Entries for labeling bounding boxes –
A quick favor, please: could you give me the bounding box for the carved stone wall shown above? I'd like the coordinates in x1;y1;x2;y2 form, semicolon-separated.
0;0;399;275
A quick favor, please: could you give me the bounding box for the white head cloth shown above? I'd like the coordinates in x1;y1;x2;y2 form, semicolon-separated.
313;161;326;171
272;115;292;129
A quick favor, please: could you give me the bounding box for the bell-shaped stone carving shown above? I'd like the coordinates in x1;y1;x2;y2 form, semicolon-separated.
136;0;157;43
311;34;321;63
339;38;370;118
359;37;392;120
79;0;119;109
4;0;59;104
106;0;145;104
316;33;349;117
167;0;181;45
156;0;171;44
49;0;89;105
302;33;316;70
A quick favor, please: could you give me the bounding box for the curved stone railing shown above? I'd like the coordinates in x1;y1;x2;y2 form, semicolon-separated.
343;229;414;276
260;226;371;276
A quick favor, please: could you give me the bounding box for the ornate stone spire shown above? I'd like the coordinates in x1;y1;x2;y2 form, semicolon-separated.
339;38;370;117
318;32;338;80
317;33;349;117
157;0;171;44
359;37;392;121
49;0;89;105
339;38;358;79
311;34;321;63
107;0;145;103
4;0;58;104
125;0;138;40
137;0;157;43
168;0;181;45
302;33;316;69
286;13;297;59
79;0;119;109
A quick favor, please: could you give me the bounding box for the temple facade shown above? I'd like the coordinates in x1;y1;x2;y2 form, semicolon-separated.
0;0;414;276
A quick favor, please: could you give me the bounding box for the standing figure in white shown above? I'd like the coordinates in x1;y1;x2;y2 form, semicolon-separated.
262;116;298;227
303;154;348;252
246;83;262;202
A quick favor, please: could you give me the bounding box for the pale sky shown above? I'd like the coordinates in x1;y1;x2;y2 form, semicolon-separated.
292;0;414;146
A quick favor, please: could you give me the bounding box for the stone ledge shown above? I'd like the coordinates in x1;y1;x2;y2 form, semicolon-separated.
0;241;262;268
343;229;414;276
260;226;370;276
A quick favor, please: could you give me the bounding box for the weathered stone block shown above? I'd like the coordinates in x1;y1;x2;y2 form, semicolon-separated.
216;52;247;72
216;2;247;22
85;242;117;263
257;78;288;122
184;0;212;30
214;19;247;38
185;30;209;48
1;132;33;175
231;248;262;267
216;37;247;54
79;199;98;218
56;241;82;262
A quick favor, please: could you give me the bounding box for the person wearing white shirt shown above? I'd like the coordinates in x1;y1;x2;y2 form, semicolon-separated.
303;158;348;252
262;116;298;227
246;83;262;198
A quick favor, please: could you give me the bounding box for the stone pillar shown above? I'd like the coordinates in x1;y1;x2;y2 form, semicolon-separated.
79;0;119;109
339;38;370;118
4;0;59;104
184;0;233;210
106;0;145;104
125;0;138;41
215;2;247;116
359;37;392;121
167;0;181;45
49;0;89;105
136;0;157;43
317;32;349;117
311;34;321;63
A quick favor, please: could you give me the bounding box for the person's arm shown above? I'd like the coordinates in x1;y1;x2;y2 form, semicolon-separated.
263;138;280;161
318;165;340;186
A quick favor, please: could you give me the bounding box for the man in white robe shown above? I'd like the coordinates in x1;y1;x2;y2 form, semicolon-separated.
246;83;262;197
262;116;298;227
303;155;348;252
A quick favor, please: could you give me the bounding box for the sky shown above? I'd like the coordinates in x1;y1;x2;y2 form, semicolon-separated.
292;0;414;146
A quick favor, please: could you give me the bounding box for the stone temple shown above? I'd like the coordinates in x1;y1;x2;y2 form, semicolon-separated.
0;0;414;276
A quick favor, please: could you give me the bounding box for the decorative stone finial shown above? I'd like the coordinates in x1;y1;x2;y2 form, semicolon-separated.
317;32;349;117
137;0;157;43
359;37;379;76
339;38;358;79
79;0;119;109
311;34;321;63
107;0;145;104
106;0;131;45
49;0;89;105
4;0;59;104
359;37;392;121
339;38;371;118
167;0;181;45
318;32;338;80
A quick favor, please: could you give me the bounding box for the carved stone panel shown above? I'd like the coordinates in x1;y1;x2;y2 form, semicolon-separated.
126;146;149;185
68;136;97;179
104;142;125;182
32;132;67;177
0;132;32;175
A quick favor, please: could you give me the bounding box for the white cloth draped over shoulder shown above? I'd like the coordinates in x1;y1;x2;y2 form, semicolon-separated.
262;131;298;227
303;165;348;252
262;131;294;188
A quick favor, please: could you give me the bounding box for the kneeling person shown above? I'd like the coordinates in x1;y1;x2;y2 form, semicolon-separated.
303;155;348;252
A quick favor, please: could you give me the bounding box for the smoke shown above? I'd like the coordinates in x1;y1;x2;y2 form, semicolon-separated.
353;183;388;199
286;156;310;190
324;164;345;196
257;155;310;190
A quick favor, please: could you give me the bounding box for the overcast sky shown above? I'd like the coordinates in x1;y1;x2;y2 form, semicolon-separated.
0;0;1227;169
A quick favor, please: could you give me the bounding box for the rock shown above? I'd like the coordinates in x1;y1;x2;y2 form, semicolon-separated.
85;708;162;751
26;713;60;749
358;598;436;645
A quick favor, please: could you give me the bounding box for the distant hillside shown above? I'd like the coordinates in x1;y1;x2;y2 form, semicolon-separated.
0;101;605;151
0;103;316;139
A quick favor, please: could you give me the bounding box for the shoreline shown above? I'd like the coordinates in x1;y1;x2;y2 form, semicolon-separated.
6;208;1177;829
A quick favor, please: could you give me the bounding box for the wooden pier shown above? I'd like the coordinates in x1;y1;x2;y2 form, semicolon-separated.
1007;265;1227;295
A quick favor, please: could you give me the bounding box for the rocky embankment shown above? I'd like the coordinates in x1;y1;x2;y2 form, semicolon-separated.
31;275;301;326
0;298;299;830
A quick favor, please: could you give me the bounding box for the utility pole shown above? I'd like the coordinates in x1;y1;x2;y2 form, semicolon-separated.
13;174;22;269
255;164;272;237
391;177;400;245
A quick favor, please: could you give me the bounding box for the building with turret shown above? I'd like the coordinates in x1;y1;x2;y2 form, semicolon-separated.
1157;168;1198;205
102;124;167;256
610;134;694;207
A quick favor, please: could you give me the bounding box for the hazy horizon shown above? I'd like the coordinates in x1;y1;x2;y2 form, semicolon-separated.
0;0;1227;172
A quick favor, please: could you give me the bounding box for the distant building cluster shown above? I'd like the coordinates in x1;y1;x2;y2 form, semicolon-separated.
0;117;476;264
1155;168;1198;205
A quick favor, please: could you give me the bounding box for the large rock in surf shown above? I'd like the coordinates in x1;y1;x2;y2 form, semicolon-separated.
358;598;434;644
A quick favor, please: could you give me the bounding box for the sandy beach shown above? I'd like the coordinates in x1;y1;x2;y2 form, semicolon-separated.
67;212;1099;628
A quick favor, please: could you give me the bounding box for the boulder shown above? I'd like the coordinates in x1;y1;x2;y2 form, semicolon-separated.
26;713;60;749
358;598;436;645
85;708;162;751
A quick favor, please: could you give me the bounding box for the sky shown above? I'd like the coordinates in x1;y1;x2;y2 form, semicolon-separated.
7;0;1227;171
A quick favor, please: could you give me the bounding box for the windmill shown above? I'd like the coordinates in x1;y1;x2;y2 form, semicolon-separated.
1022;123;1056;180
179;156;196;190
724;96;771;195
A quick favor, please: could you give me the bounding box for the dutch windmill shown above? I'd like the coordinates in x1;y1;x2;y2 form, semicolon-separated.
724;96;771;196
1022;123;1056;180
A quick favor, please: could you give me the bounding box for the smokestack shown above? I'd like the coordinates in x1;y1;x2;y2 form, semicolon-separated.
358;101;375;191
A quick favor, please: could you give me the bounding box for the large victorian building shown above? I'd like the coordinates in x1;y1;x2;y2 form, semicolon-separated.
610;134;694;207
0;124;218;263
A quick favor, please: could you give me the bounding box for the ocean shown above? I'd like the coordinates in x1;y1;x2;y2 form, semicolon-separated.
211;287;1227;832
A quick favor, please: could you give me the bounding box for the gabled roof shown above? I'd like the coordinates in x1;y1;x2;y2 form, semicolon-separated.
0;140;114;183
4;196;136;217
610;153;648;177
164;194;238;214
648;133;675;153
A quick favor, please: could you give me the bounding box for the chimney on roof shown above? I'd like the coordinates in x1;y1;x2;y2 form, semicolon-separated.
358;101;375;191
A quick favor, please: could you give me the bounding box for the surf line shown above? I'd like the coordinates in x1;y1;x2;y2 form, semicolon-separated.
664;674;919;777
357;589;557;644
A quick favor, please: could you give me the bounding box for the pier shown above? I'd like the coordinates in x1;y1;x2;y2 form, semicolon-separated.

Task to carry out –
Extract each line of the material above that contains the string "boulder", treating uppercase and lowercase letters as different.

Response to this exercise –
A quick favor, please: could you give me the bounding box for the boulder shown above? I'd like the coordinates in x1;y1;x2;y2 form, semicolon-separated.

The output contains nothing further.